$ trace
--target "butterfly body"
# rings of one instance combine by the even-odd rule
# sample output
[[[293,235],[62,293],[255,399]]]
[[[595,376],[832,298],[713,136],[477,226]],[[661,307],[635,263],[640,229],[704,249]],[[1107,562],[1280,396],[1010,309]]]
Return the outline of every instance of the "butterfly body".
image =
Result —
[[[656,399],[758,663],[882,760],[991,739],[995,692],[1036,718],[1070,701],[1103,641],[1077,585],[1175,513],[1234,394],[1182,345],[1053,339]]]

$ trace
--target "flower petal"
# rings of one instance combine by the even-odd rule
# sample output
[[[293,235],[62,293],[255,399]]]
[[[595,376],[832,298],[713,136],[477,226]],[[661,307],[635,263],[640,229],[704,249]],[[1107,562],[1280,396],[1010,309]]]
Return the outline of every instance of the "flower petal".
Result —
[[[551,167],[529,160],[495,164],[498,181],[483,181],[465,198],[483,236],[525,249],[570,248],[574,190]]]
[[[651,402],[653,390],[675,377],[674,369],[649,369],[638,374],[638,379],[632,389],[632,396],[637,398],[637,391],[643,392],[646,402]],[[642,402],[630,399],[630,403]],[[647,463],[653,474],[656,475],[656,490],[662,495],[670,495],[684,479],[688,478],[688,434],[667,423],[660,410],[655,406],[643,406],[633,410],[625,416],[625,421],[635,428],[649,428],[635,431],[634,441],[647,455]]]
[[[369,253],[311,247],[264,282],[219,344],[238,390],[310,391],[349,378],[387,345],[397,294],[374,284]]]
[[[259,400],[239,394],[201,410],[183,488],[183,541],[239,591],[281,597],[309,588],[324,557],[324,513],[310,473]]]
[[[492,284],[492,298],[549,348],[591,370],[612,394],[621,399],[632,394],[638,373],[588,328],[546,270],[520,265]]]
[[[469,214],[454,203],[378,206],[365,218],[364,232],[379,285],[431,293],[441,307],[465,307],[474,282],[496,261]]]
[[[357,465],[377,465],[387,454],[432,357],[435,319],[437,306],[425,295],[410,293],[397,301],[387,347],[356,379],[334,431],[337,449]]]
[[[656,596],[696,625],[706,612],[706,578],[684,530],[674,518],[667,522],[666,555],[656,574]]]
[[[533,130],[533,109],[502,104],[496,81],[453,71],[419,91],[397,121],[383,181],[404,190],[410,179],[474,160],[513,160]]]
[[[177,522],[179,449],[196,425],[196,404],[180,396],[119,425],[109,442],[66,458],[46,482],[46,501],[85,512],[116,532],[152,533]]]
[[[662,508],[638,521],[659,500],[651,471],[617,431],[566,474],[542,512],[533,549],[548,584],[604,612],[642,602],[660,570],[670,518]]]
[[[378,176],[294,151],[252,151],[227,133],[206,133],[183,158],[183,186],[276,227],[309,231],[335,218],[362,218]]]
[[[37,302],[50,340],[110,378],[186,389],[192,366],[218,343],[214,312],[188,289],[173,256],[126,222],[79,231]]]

☆ ☆ ☆ ☆ ☆

Type out the material again exactly as presented.

Task result =>
$ trace
--target "butterfly body"
# rings of one instance combine by the even-odd rule
# sample output
[[[293,235],[62,293],[255,399]]]
[[[595,376],[832,298],[713,136],[477,226]],[[661,307],[635,263],[640,229],[704,249]],[[1107,562],[1280,396],[1010,309]]]
Return the outline of every instance of the "butterfly body".
image =
Result —
[[[656,399],[758,663],[882,760],[991,739],[995,692],[1036,718],[1070,701],[1103,641],[1077,585],[1175,513],[1234,394],[1182,345],[1053,339]]]

$ trace
--target "flower petal"
# rings of one instance combine by the even-odd rule
# sample output
[[[293,235],[62,293],[255,399]]]
[[[595,376],[832,298],[713,136],[477,226]],[[661,307],[635,263],[640,229],[704,249]],[[1107,562],[1280,396],[1010,309]]]
Return the outline of every instance of the "flower petal".
Result —
[[[551,167],[529,160],[495,164],[498,181],[483,181],[465,198],[483,236],[525,249],[570,248],[574,190]]]
[[[651,402],[653,390],[675,377],[674,369],[649,369],[638,374],[638,379],[632,389],[632,396],[637,398],[637,391],[643,392],[646,402]],[[642,402],[630,399],[630,403]],[[647,463],[653,474],[656,475],[656,490],[662,495],[670,495],[684,479],[688,478],[688,434],[667,423],[660,410],[655,406],[643,406],[633,410],[625,416],[625,421],[635,428],[649,428],[635,431],[634,441],[647,455]]]
[[[369,253],[311,247],[264,282],[219,344],[238,390],[310,391],[349,378],[387,345],[397,294],[374,284]]]
[[[259,400],[239,394],[201,410],[183,488],[183,541],[239,591],[281,597],[309,588],[324,557],[324,513],[310,473]]]
[[[492,284],[492,298],[549,348],[591,370],[612,394],[621,399],[632,394],[638,373],[588,328],[546,270],[520,265]]]
[[[469,214],[454,203],[378,206],[365,218],[364,232],[379,285],[431,293],[441,307],[465,307],[474,282],[496,261]]]
[[[357,465],[377,465],[387,454],[432,357],[435,319],[437,306],[425,295],[410,293],[397,301],[387,347],[356,379],[334,431],[337,449]]]
[[[656,596],[696,625],[706,612],[706,578],[684,530],[674,518],[667,522],[666,555],[656,574]]]
[[[533,130],[533,109],[502,104],[496,81],[453,71],[419,91],[397,121],[383,181],[404,190],[410,179],[474,160],[513,160]]]
[[[177,522],[179,449],[196,425],[196,404],[180,396],[119,425],[109,442],[66,458],[46,482],[46,501],[85,512],[116,532],[152,533]]]
[[[662,508],[638,521],[659,500],[651,471],[617,431],[566,474],[542,512],[533,549],[548,584],[604,612],[642,602],[660,570],[670,518]]]
[[[378,176],[294,151],[252,151],[227,133],[206,133],[183,158],[183,186],[276,227],[309,231],[335,218],[362,218]]]
[[[37,302],[50,340],[110,378],[186,389],[192,366],[218,343],[214,312],[188,289],[173,256],[126,222],[79,231]]]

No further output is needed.